* Directions for this task *
Print the stretch of lines below from the one containing "locate yellow five-petaled" through the end, word for word, both ends included.

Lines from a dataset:
┌──
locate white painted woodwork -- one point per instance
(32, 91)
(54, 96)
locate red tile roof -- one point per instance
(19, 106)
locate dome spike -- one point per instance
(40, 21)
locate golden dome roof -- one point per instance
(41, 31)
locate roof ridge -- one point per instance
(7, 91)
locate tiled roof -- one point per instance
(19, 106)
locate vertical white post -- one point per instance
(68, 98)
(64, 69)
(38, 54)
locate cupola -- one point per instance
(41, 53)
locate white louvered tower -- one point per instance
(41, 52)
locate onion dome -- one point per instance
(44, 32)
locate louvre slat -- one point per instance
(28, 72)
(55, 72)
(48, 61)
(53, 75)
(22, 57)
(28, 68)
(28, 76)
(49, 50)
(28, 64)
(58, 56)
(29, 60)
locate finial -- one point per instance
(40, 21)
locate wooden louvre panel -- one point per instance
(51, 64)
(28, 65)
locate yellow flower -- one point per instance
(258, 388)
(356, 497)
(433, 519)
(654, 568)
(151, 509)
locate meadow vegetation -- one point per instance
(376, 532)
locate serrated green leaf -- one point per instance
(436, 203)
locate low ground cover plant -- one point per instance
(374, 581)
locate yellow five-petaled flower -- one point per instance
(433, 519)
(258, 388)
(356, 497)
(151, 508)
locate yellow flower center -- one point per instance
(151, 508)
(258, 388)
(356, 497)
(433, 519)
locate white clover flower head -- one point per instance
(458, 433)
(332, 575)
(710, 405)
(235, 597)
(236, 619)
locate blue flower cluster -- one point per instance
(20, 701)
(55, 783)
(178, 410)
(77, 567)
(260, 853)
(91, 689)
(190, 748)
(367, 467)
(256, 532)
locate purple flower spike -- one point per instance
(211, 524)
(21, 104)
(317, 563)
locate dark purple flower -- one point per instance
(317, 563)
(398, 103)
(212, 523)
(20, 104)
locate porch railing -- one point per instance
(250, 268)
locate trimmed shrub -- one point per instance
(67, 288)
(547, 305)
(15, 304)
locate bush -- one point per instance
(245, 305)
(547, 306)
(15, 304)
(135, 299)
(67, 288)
└──
* Finished answer *
locate yellow five-petaled flower -- one point per instance
(433, 519)
(258, 388)
(356, 497)
(151, 508)
locate yellow flower center -- one point per instance
(151, 508)
(258, 388)
(356, 497)
(433, 519)
locate white clover flower head -- one point per instance
(458, 433)
(332, 575)
(710, 405)
(235, 597)
(236, 619)
locate blue flower cluster -- one point per instance
(20, 701)
(55, 783)
(178, 410)
(77, 567)
(260, 853)
(91, 689)
(190, 748)
(367, 467)
(256, 532)
locate purple flower spike -- one point per instance
(211, 524)
(21, 104)
(317, 563)
locate dark purple flower -- one point per instance
(317, 563)
(398, 103)
(212, 523)
(20, 104)
locate porch railing -- one point per instance
(250, 268)
locate trimmed shrub -- one point per instance
(67, 288)
(547, 305)
(15, 304)
locate bush -- one point per instance
(245, 305)
(547, 306)
(15, 304)
(135, 299)
(67, 288)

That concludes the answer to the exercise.